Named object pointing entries
* start *
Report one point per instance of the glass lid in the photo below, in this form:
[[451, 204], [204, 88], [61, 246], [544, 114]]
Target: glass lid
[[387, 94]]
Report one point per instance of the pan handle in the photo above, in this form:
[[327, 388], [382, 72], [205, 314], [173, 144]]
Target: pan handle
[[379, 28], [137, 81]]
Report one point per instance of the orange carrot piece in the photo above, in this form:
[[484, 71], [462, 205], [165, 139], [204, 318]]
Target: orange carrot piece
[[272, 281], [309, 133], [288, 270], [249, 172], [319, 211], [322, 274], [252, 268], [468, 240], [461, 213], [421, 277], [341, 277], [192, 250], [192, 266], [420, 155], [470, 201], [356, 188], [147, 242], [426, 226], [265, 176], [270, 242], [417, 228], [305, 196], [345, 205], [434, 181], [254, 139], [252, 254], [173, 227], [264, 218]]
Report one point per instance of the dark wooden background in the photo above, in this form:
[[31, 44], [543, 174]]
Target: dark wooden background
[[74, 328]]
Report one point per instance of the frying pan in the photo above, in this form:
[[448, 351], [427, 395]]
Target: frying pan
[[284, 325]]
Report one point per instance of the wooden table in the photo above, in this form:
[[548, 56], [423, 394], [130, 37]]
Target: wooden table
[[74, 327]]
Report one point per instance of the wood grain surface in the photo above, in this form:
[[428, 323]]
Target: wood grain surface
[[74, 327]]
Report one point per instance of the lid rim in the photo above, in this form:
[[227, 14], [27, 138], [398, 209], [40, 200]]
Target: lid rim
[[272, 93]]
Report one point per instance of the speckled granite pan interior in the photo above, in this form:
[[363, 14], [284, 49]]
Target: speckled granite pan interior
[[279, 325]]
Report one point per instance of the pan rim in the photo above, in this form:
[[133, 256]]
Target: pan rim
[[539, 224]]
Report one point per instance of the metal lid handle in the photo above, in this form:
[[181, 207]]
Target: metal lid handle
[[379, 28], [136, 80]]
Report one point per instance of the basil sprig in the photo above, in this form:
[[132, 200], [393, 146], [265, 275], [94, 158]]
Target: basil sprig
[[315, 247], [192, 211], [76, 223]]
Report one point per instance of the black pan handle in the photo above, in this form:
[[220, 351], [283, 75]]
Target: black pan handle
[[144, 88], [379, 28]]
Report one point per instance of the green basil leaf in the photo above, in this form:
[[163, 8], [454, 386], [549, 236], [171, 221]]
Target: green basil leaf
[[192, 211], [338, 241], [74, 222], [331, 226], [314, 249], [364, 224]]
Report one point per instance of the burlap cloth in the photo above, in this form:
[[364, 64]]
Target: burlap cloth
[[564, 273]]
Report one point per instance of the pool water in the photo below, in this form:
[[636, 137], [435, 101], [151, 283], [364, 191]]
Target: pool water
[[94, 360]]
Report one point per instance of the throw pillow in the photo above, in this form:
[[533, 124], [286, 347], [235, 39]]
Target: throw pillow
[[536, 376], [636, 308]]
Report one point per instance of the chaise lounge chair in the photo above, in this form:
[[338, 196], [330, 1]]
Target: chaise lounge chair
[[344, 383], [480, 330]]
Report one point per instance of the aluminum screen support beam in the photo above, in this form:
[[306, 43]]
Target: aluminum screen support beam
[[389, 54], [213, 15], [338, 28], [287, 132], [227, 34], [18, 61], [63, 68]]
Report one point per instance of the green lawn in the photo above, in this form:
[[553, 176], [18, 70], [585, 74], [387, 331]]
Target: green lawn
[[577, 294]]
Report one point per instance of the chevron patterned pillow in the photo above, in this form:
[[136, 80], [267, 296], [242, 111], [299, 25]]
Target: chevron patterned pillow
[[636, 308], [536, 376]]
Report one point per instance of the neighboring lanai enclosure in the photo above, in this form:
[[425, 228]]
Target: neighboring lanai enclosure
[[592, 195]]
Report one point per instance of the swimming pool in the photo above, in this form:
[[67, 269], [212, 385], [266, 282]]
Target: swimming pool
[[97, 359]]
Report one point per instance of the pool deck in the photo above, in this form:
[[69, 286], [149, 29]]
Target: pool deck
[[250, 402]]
* end *
• _STATED PROBLEM_
Convert the rows above into a Markdown table with the columns "No." and "Line," numbering each line in order and omitting any blank lines.

• _EXERCISE OUTPUT_
| No. | Line |
|---|---|
| 1 | Report one point per instance of the glass lid in the photo below, in this form: |
| 2 | [[451, 204], [204, 88], [61, 246], [544, 114]] |
| 3 | Target: glass lid |
| 4 | [[387, 94]] |
| 5 | Report one point per instance of the pan handle in the photo above, in this form: |
| 6 | [[327, 388], [382, 72], [205, 314], [173, 144]] |
| 7 | Target: pan handle |
| 8 | [[379, 28], [137, 81]] |
| 9 | Report one point per instance of the orange carrot piece in the photo above, in this form: |
| 10 | [[484, 71], [462, 205], [165, 139], [204, 318]] |
| 11 | Target: orange carrot piece |
| 12 | [[272, 281], [309, 133], [288, 270], [249, 172], [319, 211], [322, 274], [252, 268], [468, 240], [461, 213], [421, 277], [341, 277], [192, 250], [192, 266], [420, 155], [470, 201], [356, 188], [147, 242], [426, 226], [265, 176], [270, 242], [417, 228], [305, 196], [345, 205], [434, 181], [254, 139], [252, 254], [173, 227], [264, 218]] |
| 13 | Report one point per instance of the dark wooden background in the photo above, in this form: |
| 14 | [[31, 44], [543, 174]] |
| 15 | Target: dark wooden background |
| 16 | [[74, 328]] |
| 17 | Report one point per instance of the frying pan in the photo above, in this form: |
| 18 | [[448, 351], [427, 395]] |
| 19 | Target: frying pan |
| 20 | [[284, 325]] |
| 21 | Report one point per instance of the wooden table in the photo above, in this form: |
| 22 | [[548, 56], [423, 394], [130, 37]] |
| 23 | Target: wooden table |
| 24 | [[74, 327]] |
| 25 | Report one point per instance of the wood grain surface in the photo above, in this form: |
| 26 | [[428, 323]] |
| 27 | Target: wood grain surface |
| 28 | [[74, 327]] |
| 29 | Report one point per instance of the lid rim in the photo above, in this form: |
| 30 | [[227, 14], [27, 138], [398, 209], [40, 200]] |
| 31 | Target: lid rim |
| 32 | [[272, 93]] |
| 33 | Report one point per instance of the speckled granite pan interior in the photo above, in this form: |
| 34 | [[363, 14], [284, 49]] |
| 35 | Target: speckled granite pan interior |
| 36 | [[279, 325]] |
| 37 | Report one point per instance of the pan rim in the photo above, in this form: |
| 38 | [[133, 256]] |
| 39 | Target: pan rim |
| 40 | [[539, 224]] |
| 41 | Report one point per instance of the metal lid handle in the photo above, in this form: |
| 42 | [[181, 207]] |
| 43 | Target: metal lid handle |
| 44 | [[379, 28], [136, 80]] |
| 45 | Report one point per instance of the basil sprig in the photo above, in this form: |
| 46 | [[132, 200], [393, 146], [265, 275], [94, 158]] |
| 47 | Target: basil sprig |
| 48 | [[315, 247], [192, 211], [76, 223]] |
| 49 | Report one point per instance of the black pan handle in the photo above, in this form: |
| 50 | [[220, 351], [283, 75]] |
| 51 | Target: black pan handle |
| 52 | [[144, 88], [379, 28]] |
| 53 | Report one point per instance of the green basil leaf in the photo above, in this form: |
| 54 | [[163, 8], [454, 386], [549, 236], [171, 221]] |
| 55 | Target: green basil leaf |
| 56 | [[192, 211], [338, 241], [74, 222], [331, 226], [314, 249], [364, 224]] |
| 57 | Report one point per instance of the burlap cloth in the photo above, in this form: |
| 58 | [[364, 64]] |
| 59 | Target: burlap cloth |
| 60 | [[564, 273]] |
| 61 | Report one point per instance of the pool water in the photo below, in this form: |
| 62 | [[636, 137], [435, 101], [151, 283], [364, 191]] |
| 63 | Target: pool water |
| 64 | [[94, 360]] |
| 65 | Report one point per instance of the throw pillow in the photo above, in this form: |
| 66 | [[533, 124], [286, 347], [235, 39]] |
| 67 | Target: throw pillow |
| 68 | [[536, 376], [636, 308]] |
| 69 | Report one point per instance of the chaise lounge chair in the photo above, in this form: |
| 70 | [[338, 196], [330, 1]] |
| 71 | Target: chaise lounge chair |
| 72 | [[344, 383], [480, 330]] |
| 73 | Report one point per instance of the aluminum screen support beam in the photo above, in this form: |
| 74 | [[306, 43]] |
| 75 | Target: aluminum screen support beam |
| 76 | [[389, 54], [213, 15], [338, 28], [287, 132], [227, 34], [18, 61], [63, 68]] |
| 77 | Report one point per instance of the green lawn in the photo above, in this form: |
| 78 | [[553, 176], [18, 70], [585, 74], [387, 331]] |
| 79 | Target: green lawn |
| 80 | [[577, 294]] |
| 81 | Report one point per instance of the chevron patterned pillow in the photo above, in this form: |
| 82 | [[136, 80], [267, 296], [242, 111], [299, 25]] |
| 83 | Target: chevron patterned pillow |
| 84 | [[636, 308], [536, 376]] |
| 85 | Report one point per instance of the neighboring lanai enclosure in the photo above, in this form: |
| 86 | [[425, 228]] |
| 87 | Target: neighboring lanai enclosure |
| 88 | [[592, 195]] |
| 89 | Report one point per instance of the swimming pool in the photo above, in this form: |
| 90 | [[67, 269], [212, 385], [266, 282]] |
| 91 | Target: swimming pool |
| 92 | [[97, 359]] |
| 93 | Report one point per instance of the pool deck in the photo above, in this form: |
| 94 | [[69, 286], [149, 29]] |
| 95 | Target: pool deck |
| 96 | [[250, 402]] |